■ SOURCE DOCUMENT:
■ ■ ■

Corporate Tax 2025

Last Updated March 18, 2025

Honduras

Law and Practice

Authors



Mayora & Mayora, SC is a leading law firm in Central America established more than 55 years ago, with offices in Guatemala, El Salvador and Honduras (Tegucigalpa, San Pedro Sula and Roatán). The firm has a team of over 35 legal specialists who are ready to assist clients in a wide range of legal matters. Renowned for its excellence and ethical approach, the firm offers legal assistance in multiple practice areas. It has been the exclusive member for Guatemala of the largest network of private law firms in the world, Lex Mundi, since its inception in the early 1980s. The firm and its attorneys have been recommended by the most reputable and renowned legal ranking agencies.

Businesses generally adopt a corporate form. Regardless of the corporate form adopted by the business, each entity is taxed as a separate legal entity from its members, partners or shareholders. The Honduran Commercial Code regulates six basic types of corporate entity, as follows:

  • general partnership (Sociedad Colectiva);
  • limited liability company or LLC (Sociedad de Responsabilidad Limitada);
  • limited partnership (Sociedad en Comandita Simple);
  • stock corporation (Sociedad Anónima);
  • corporation by stocks (Sociedad Comandita por Acciones); and
  • co-operative business (Sociedad cooperativa).

Foreign corporations may organise branches.

The most used corporate form is the stock corporation (Sociedad Anónima or SA). American corporations often adopt the corporate form of a limited liability company (Sociedad de Responsabilidad Limitada or SRL) for their subsidiaries, to achieve look-through tax treatment under US law.

As mentioned above, the corporate entity is taxed separately and must obtain a separate taxpayer number.

There is also the option to organise the corporation (by stocks or the limited liability company) through a simplified form that can be signed online or physically at the Commercial Registry. By relying on a special law, corporations of any kind can be organised as a “one-person company”, according to the characteristics of each corporation.

However, the following companies cannot be organised through this process:

  • companies supervised by the National Banking and Insurance Commission (CNBS);
  • companies dedicated to mining, forestry or other exploitation of natural resources;
  • special purpose companies created for the execution of public-private partnership projects; and
  • companies dedicated to providing security services.

Under local law, there are no transparent entities for tax purposes. However, the Honduran LLC is commonly used by US corporations to achieve transparency before the US tax authorities.

There are no double taxation treaties in Honduras.

Honduran tax law sets certain standards regarding residence in corporations. A corporation will be considered a “resident” for tax purposes if:

  • it has been organised under Honduran law; and
  • it has been incorporated in Honduras.

A company is regarded as having a permanent establishment if it meets the following.

■ ■ ■

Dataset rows
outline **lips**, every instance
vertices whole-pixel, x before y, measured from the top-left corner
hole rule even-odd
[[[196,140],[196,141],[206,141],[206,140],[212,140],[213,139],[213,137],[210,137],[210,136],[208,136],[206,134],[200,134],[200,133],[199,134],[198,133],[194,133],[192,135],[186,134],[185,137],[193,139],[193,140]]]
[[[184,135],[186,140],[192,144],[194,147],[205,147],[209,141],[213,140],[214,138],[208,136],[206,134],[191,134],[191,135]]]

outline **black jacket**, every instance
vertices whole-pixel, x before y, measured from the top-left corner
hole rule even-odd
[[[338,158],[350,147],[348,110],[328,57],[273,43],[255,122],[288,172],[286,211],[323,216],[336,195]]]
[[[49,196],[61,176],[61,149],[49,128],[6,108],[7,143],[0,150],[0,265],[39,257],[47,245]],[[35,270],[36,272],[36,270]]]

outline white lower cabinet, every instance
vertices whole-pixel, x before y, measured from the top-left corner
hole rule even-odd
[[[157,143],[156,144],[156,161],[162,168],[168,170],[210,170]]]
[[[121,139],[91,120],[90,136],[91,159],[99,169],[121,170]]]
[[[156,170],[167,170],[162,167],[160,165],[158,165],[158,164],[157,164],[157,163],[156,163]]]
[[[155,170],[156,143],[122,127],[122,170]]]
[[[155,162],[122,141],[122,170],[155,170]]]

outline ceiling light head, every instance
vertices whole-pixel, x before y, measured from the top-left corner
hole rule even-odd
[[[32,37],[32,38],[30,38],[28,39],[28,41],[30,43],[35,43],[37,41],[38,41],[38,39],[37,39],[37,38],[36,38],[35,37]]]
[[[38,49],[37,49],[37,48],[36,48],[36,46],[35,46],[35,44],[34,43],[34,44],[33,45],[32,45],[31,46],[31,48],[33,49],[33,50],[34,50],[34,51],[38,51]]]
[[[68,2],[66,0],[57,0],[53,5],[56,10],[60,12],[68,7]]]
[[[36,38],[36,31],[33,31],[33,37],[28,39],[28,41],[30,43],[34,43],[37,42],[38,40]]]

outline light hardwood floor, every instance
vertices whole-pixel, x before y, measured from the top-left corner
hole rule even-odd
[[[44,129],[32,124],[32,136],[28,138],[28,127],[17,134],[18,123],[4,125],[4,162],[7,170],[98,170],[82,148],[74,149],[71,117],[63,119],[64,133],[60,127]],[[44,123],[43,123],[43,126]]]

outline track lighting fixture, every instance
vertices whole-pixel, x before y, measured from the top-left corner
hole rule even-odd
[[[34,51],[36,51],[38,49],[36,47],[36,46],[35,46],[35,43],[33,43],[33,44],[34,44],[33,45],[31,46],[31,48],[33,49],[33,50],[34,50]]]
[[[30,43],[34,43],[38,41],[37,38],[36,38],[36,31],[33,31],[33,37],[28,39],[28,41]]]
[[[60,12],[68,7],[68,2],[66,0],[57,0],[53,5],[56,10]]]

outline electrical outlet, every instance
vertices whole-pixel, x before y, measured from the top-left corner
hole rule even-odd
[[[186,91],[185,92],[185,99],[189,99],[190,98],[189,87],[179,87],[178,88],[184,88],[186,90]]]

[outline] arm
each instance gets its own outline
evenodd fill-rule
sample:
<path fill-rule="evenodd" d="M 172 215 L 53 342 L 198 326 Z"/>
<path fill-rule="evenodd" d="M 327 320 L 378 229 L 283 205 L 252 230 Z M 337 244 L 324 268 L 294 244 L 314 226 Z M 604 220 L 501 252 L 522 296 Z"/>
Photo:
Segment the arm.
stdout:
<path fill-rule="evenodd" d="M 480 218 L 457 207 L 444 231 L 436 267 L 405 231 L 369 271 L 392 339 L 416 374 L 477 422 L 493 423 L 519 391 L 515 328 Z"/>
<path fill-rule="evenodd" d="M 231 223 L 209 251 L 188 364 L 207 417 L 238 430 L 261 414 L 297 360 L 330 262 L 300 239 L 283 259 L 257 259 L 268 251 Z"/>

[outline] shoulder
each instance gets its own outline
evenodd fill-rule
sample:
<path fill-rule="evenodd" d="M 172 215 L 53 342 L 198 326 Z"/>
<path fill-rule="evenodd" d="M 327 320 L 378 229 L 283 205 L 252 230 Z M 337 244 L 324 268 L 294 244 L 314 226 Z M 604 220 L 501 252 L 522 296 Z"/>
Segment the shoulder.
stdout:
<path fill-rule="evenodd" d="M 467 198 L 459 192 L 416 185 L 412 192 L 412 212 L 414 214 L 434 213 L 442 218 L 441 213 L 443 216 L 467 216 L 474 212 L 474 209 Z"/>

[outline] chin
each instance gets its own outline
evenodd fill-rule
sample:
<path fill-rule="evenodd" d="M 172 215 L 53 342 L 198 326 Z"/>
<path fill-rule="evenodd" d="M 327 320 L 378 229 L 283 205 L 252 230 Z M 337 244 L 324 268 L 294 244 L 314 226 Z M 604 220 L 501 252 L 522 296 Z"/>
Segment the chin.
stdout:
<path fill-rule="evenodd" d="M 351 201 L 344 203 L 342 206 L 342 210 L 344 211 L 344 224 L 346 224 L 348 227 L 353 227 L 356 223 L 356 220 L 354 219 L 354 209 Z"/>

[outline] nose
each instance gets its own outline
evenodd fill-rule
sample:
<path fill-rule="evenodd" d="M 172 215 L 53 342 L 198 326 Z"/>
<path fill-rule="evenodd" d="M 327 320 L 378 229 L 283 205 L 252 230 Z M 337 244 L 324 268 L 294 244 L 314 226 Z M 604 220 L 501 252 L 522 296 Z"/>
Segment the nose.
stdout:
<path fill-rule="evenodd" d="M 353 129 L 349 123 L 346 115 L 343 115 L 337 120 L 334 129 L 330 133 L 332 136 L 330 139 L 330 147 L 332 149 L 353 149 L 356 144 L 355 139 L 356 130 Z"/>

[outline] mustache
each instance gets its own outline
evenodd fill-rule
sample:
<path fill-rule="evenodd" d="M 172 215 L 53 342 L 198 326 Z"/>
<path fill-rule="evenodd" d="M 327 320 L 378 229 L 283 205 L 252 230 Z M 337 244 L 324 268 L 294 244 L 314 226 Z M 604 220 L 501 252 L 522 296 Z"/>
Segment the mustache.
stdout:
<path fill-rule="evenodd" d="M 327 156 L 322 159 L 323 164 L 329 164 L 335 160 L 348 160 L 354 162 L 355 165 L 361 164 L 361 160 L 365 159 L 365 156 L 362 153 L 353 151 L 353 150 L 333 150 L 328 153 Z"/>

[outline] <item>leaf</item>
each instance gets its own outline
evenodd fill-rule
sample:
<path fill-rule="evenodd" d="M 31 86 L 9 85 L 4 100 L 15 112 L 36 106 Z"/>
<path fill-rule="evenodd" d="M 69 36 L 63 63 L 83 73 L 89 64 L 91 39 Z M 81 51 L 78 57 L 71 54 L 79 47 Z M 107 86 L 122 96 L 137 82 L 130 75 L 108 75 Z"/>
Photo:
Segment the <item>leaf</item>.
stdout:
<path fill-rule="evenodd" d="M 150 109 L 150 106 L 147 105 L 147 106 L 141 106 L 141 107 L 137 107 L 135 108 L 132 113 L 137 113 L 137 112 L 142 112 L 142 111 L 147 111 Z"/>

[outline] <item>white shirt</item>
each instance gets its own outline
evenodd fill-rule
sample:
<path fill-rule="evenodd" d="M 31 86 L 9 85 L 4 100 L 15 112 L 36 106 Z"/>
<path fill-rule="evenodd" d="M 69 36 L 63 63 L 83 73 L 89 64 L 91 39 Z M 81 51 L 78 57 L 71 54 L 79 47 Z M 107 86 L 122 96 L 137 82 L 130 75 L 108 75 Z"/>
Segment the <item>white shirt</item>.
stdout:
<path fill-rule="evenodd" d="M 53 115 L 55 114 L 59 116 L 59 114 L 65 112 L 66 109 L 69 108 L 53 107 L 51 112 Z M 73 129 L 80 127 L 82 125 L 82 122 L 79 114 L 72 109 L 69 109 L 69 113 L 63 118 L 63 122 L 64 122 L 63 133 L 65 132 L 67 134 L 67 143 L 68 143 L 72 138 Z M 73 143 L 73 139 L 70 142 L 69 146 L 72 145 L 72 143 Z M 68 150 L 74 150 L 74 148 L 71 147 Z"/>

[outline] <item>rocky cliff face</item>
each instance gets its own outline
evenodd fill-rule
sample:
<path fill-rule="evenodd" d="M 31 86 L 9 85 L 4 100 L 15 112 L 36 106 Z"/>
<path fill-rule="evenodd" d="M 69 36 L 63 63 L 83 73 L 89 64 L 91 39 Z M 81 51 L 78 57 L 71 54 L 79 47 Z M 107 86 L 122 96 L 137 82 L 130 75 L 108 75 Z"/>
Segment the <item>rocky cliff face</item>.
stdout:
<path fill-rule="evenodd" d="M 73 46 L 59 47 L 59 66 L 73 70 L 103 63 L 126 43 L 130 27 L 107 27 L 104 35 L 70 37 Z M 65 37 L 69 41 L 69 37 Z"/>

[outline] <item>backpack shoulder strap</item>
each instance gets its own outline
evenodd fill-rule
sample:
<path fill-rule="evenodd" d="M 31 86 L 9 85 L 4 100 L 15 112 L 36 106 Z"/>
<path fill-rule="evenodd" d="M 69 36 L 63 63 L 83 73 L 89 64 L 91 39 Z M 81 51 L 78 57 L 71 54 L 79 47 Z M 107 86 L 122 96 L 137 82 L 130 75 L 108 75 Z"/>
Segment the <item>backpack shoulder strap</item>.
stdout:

■ ■ ■

■ EXERCISE SET:
1. According to the Honduran corporate tax text, how many basic types of corporate entity does the Honduran Commercial Code regulate?
2. Rewrite the part of the Honduran corporate tax text that opens with the words containing "Corporate Tax 2025" and closes with "legal ranking agencies.", renaming "Guatemala" as "Costa Rica".
3. Carry the Honduran corporate tax text forward from its final line.
These entries are separate material, unconnected to the Honduran corporate tax text.

■ RESPONSES BY TASK:
1. Six.

2.
Corporate Tax 2025

Last Updated March 18, 2025

Honduras

Law and Practice

Authors



Mayora & Mayora, SC is a leading law firm in Central America established more than 55 years ago, with offices in Costa Rica, El Salvador and Honduras (Tegucigalpa, San Pedro Sula and Roatán). The firm has a team of over 35 legal specialists who are ready to assist clients in a wide range of legal matters. Renowned for its excellence and ethical approach, the firm offers legal assistance in multiple practice areas. It has been the exclusive member for Costa Rica of the largest network of private law firms in the world, Lex Mundi, since its inception in the early 1980s. The firm and its attorneys have been recommended by the most reputable and renowned legal ranking agencies.

3.
  • Maintains fixed places or centres of economic activity, such as:
    1. any activity management centre;
    2. any branch, agency or office that acts in the name and on behalf of a foreign company;
    3. factories, workshops, real estate or other analogous installations;
    4. mines, mineral deposits, quarries, forests, factories and other exploitation centres for the extraction of natural resources; and
    5. warehouses for merchandise deposits intended for internal trade and not just demonstrations or exhibitions.
  • Has an office for:
    1. the practice of technical, financial, or consulting of any nature to develop projects related to contracts or agreements made inside or outside the country; and
    2. the provision of services useable by people who work in public entertainment, such as the theatre, film, television, the arts and radio, as well as musicians, athletes, salesmen of air tickets and maritime navigation or transportation, to be used in Honduras or outside of it.

It is also regarded as having a permanent establishment in Honduras if a person or entity acting on behalf of the company, holds or habitually practices some economic activity in the country.

Non-resident natural or legal persons in Honduras who obtain income from Honduran sources are taxed according to the following rates:

  • income from movable or immovable property: 25%;
  • royalties from mining operations, quarries or other natural resources: 25%;
  • payments, salaries, or other monetary compensation for provided services: 25%;
  • income or earnings obtained by foreign enterprises through branches, subsidiaries, affiliate offices, agencies, legal representatives and others that operate in Honduras: 10%;
  • income, earnings, dividends or other participation in profits or reserves of natural or legal persons: 10%;
  • royalties and other monetary compensation provided using patents, designs, and processes, trade secrets, trade marks and copyrights: 25%;
  • interests in commercial operations, bonuses, securities or other types of obligations: 10%;
  • income from aircraft operations, boats and cars: 10%;
  • income from communication enterprises operations, software use, computing solutions, telematics and other forms of telecommunications: 10%;
  • insurance and bond premiums or any other type of subscribed policies: 10%;
  • income coming from public shows: 25%;
  • movies and videotapes for cinemas, television, video clubs and rights for cable television: 25%; and
  • any other income not mentioned above: 10%.

Those who make payments are responsible for withholding and paying the corresponding tax.

Legal entities will pay a rate of 25% on their total net taxable income.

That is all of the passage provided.